“Parlare civile”, Manconi: “I processi di civilizzazione sono lunghi e non lineari”
ROMA - "La questione del politicamente corretto è terribilmente seria. Tra i diritti fondamentali delle persone c'è quello al proprio nome e all' autodeterminazione di sè. Il lavoro sulle parole va in buona parte fatto contro i giornalisti e loro argomentazioni". Lo ha sottolineato il politico, sociologo e senatore del Pd Luigi Manconi, intervenendo oggi a Roma al seminario "Parlare civile".
"Dobbiamo intervenire sui livelli di crescita interni ma i
processi di civilizzazione sono lunghi e non lineari, conoscono
arretramenti e forme di regressione. Il tempo è quindi il primo
fattore decisivo, a cui seguono il buon gusto e buon senso -
aggiunge Manconi - . Oggi 'vu' cumprà' è superato, anche se non
sappiamo se da termini positivi o negativi. Ma alla fine
degli anni '80 diventò predominante e diede origine a una serie di
terribili slittamenti come 'vu' lavà' o 'vu' stuprà', parole che
comparivano nei titoli di numerosi quotidiani nazionali. Una
questione analoga è legata alle vicissitudini del termine
'clandestino', che fino al 2009 era bandito dal nostro linguaggio e
dal nostro ordinamento giuridico".
Ironizzando su se stesso, Manconi ha poi aggiunto: "Io sono
quello che il linguaggio politicamente corretto definisce 'non
vedente', gli esami medici definiscono 'ipovedente', e che chi è
sardo come me definisce 'ippovedente, colui che guarda i
cavalli".
☆ ☆ ☆
COMPITO DA SVOLGERE:
Rispondi in base all'articolo su Manconi:
(a) Come si intitola il seminario in cui è intervenuto Manconi?
(b) Quale fattore Manconi indica come il primo decisivo nei processi di civilizzazione?
(c) Fino a quale anno, secondo Manconi, il termine "clandestino" era bandito dal nostro linguaggio e dal nostro ordinamento giuridico?
Il materiale riportato di seguito proviene da una fonte diversa.
☆ ☆ ☆
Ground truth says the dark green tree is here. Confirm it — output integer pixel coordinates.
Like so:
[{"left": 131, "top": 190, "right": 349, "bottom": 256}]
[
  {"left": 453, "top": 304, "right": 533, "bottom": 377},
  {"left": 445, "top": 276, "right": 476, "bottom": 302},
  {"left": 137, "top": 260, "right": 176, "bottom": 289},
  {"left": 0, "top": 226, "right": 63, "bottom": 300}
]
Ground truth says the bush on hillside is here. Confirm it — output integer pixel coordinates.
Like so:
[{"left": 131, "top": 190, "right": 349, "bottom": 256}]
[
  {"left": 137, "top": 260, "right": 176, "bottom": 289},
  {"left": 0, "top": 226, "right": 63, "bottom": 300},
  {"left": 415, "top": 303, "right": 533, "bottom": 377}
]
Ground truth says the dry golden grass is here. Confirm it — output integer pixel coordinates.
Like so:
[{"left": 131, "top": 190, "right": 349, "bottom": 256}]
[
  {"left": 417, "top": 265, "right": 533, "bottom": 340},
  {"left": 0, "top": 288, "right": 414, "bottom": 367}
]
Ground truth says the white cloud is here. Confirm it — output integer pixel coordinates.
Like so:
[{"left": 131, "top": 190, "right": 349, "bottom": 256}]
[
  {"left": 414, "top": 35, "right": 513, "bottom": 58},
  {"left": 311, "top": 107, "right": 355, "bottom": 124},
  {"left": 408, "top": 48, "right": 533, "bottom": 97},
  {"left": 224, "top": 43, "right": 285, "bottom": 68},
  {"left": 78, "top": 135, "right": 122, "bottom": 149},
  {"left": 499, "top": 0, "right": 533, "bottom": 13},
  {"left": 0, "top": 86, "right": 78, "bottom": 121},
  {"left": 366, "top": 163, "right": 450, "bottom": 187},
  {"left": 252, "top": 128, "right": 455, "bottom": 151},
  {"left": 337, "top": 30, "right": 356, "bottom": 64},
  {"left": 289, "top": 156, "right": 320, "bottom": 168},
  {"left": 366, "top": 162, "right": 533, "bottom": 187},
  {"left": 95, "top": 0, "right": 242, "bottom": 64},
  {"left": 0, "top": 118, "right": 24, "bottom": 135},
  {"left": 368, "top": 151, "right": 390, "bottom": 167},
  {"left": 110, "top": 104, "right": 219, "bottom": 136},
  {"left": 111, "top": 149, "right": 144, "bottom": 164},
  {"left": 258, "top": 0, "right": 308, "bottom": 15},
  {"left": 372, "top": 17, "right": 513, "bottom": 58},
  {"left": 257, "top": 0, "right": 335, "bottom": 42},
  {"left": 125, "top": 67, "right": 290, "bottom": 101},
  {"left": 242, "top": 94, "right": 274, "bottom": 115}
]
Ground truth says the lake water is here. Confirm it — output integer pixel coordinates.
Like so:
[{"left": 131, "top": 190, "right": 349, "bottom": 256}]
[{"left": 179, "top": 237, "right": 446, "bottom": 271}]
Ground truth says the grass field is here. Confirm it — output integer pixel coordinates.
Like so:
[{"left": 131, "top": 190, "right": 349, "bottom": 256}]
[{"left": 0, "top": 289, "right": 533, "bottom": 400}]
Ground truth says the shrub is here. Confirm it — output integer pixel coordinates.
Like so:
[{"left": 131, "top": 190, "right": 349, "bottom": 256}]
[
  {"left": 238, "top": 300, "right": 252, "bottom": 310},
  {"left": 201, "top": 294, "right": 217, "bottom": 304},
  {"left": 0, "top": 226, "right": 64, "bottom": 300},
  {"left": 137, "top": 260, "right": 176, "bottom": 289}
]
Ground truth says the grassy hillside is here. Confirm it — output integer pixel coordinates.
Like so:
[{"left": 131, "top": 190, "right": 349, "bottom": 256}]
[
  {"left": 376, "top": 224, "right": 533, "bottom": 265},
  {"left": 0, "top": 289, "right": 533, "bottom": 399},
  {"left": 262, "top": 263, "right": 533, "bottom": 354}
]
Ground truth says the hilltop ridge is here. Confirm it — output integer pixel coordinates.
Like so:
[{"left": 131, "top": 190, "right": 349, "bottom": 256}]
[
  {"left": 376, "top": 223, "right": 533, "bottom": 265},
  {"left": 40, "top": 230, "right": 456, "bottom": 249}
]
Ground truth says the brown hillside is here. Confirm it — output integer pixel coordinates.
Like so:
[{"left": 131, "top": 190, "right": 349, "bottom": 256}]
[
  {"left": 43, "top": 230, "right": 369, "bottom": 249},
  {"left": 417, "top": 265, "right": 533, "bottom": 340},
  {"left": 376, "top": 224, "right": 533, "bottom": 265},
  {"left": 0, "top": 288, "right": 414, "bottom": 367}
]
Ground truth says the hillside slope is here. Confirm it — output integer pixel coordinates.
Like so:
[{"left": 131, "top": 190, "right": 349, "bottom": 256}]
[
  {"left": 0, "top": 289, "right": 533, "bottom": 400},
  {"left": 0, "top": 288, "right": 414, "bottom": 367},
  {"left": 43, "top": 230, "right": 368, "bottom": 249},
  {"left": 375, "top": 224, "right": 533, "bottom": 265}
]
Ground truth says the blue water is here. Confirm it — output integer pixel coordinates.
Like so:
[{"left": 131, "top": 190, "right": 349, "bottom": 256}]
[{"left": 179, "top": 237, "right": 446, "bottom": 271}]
☆ ☆ ☆
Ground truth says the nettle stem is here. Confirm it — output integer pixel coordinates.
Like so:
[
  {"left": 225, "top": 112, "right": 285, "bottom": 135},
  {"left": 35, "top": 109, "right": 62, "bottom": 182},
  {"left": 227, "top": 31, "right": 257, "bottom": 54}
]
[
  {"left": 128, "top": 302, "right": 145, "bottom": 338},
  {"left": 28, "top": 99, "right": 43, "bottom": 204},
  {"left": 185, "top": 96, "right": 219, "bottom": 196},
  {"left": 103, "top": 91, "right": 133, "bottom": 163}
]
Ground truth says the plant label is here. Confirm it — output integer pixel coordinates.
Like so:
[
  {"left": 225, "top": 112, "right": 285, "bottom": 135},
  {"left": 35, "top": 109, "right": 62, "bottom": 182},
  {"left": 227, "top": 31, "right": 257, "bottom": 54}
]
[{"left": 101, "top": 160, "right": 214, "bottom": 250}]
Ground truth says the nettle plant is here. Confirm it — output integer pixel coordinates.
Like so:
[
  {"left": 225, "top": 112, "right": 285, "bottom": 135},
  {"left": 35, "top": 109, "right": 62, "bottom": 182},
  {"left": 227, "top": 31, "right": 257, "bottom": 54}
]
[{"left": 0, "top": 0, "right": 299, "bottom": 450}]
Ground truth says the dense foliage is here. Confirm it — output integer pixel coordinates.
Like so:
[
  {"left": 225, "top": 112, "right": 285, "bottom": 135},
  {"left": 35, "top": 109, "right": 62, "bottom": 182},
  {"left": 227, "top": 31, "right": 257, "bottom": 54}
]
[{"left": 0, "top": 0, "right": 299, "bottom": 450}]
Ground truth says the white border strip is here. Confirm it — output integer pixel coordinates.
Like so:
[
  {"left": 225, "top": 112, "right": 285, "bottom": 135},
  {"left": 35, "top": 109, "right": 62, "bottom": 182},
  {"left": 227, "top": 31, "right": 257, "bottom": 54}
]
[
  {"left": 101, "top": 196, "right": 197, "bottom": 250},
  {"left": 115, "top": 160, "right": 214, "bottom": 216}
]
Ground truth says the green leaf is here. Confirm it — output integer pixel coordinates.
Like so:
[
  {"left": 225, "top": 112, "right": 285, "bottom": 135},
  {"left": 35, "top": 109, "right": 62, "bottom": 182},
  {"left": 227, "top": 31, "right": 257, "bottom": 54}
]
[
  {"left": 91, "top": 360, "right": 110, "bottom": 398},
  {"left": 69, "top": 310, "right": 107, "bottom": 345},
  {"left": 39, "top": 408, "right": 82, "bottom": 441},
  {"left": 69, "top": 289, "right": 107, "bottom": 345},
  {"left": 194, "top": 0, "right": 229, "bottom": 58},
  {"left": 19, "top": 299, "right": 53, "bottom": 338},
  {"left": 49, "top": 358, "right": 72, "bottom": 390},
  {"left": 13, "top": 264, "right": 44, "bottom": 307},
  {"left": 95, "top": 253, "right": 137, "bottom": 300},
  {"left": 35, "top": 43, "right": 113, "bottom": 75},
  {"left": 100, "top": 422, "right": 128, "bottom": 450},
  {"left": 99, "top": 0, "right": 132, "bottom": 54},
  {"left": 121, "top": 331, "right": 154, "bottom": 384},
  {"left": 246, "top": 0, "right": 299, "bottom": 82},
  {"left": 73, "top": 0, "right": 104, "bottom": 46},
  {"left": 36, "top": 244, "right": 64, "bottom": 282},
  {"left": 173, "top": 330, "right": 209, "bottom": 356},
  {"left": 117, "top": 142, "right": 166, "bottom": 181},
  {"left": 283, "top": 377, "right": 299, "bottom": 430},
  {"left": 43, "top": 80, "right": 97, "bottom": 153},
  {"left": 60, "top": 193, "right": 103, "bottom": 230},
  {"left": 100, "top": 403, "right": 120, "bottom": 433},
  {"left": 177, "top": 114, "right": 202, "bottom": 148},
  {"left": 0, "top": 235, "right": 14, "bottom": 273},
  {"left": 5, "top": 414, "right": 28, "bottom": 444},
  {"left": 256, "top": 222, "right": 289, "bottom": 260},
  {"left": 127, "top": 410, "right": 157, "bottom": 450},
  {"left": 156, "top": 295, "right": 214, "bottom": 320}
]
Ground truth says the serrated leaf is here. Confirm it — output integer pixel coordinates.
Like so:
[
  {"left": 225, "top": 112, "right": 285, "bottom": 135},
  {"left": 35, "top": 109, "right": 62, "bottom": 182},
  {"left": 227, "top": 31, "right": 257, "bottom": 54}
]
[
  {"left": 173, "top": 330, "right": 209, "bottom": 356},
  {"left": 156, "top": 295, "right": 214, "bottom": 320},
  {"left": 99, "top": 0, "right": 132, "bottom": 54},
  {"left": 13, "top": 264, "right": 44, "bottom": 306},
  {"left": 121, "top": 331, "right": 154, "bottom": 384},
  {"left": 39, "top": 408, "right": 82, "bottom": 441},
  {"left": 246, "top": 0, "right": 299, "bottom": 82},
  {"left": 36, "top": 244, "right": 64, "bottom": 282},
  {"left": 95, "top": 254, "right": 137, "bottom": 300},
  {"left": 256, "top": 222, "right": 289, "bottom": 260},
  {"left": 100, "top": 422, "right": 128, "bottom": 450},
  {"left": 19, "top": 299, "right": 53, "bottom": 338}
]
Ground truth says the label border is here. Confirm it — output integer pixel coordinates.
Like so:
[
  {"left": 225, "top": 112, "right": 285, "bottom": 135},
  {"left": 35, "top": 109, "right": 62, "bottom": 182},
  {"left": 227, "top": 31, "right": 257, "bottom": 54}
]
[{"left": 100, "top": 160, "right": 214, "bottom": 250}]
☆ ☆ ☆
RISULTATO:
(a) "Parlare civile".
(b) Il tempo.
(c) Fino al 2009.